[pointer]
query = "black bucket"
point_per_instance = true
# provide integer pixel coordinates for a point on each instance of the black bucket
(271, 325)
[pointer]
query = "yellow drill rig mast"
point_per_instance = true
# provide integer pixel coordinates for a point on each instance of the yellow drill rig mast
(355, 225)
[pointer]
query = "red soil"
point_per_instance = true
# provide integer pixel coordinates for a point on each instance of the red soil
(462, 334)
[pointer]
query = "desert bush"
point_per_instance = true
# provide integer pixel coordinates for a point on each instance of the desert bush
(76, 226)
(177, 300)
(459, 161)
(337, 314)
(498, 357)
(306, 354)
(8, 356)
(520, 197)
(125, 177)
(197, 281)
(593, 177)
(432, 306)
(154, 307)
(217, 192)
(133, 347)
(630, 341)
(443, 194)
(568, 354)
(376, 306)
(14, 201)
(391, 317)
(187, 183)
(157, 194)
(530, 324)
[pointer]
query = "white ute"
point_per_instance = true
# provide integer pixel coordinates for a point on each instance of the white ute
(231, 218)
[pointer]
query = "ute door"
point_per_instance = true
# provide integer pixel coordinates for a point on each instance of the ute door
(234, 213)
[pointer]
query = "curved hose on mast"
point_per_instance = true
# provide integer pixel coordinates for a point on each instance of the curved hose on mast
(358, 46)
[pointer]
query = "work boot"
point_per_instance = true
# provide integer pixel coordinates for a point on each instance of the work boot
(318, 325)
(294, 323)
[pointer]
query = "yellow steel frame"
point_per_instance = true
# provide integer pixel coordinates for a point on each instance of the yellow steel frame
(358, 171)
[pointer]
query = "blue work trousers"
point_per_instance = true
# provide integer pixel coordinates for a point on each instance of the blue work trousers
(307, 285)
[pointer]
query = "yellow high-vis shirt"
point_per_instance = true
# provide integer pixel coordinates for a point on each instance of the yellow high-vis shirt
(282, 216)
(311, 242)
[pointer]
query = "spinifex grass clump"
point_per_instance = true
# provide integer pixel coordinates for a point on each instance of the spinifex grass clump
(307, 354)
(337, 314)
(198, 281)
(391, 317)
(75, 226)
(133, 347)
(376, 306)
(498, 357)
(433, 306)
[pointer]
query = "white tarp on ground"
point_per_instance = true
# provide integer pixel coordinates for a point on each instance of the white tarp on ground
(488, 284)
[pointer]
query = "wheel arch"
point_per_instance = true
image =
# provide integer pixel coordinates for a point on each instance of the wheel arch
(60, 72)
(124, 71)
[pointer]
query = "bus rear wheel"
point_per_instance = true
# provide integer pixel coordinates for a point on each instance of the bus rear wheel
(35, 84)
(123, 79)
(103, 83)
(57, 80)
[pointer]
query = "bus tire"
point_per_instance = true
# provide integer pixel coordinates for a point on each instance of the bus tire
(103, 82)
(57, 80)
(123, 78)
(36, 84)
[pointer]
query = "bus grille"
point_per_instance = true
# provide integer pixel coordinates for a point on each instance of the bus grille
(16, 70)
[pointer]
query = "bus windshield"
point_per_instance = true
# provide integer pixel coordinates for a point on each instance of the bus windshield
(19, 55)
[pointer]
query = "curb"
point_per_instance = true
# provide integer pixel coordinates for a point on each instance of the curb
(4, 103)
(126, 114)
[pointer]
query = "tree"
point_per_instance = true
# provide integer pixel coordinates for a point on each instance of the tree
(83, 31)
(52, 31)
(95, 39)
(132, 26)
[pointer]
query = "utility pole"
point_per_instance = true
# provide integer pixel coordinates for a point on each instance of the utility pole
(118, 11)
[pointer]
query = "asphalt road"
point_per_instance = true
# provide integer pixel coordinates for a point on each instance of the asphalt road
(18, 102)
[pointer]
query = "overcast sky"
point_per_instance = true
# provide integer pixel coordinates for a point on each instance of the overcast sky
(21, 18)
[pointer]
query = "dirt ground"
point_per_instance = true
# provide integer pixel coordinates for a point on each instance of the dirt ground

- - -

### Task instructions:
Pick out every line in the data above that contains the word "windshield" and copy each one.

### Complete output:
query = "bus windshield"
# provide integer pixel coordinates for a point on each instance of the bus windshield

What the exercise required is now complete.